## Source document
╔══

The Ark, an 84 ft lighter, was fitted out as a floating laboratory by the father of modern oceanography, Sir John Murray. She formed the Scottish Marine Station for 12 years from 1884. In 1885 she was moved from Granton and drawn up on the shore at Port Loy, Cumbrae. She attracted a stream of distinguished scientists, drawn by the richness of the fauna and flora of the Firth of Clyde, but closed in 1903.

In Millport, an amateur naturalist, David Robertson, was encouraged by meeting Anton Dohrn and by the wealth of findings from the Challenger expedition. In 1894 he formed a committee to build a marine station in Millport and took over The Ark. In May 1897, Sir John Murray formally opened Millport Marine Biological Station, situated near Keppel Pier. The building provided a laboratory with equipped tables, and a museum and aquarium open to the public. The Ark was totally destroyed by a great storm on the night of 20 January 1900.

On 21 July 1904 Scotia, the ship of Dr William Speirs Bruce's Scottish National Antarctic Expedition, returned to her first Scottish landing site, on the Isle of Cumbrae.

From this beginning the station was gradually built up to its present size. The original building proved too small for the purpose and an architectural copy was built alongside. From 1966 to 1987 the station ran under the Directorship of Ronald Ian Currie FRSE who was responsible for the creation of RV Challenger and RV Calanus.

╚══

## Exercise details
Carry on the passage about the marine station at Millport, starting after its last sentence, the one about Ronald Ian Currie.

## Dataset entries
╔══

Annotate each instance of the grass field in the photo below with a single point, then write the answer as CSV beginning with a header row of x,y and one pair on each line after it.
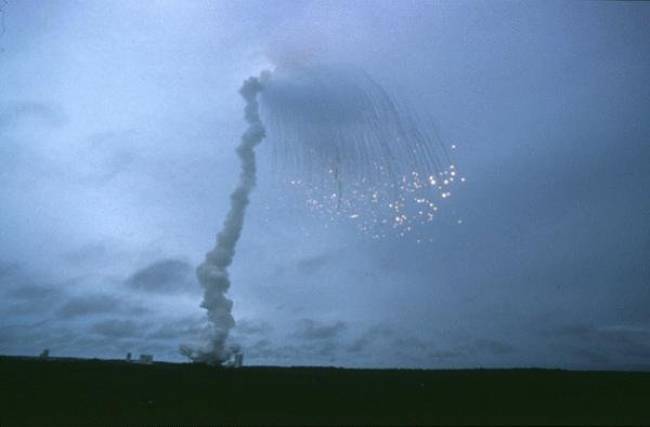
x,y
68,392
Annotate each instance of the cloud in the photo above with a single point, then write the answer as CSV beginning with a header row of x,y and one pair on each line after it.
x,y
23,295
312,330
14,113
498,348
90,305
116,328
311,265
109,154
625,343
370,338
87,254
166,276
252,327
186,329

╚══

## Answer to this exercise
In December 2012 it was announced that the University Marine Biological Station Millport would be forced to close after the Higher Education Funding Council for England withdrew the grant of 400,000 pounds that it gave to the University of London to run the station. UMBSM closed on 31 October 2013.

Ownership was transferred to the Field Studies Council on 1 January 2014. In May 2014 a four-million-pound package of funding was announced that is intended to allow a comprehensive programme of development and refurbishment to be completed over five years. In 2020 the centre was shortlisted for a Nature of Scotland Business Award for their work connecting visitors with the island's coasts and waters.

==See also==
- Sheina Marshall
- David Robertson (naturalist)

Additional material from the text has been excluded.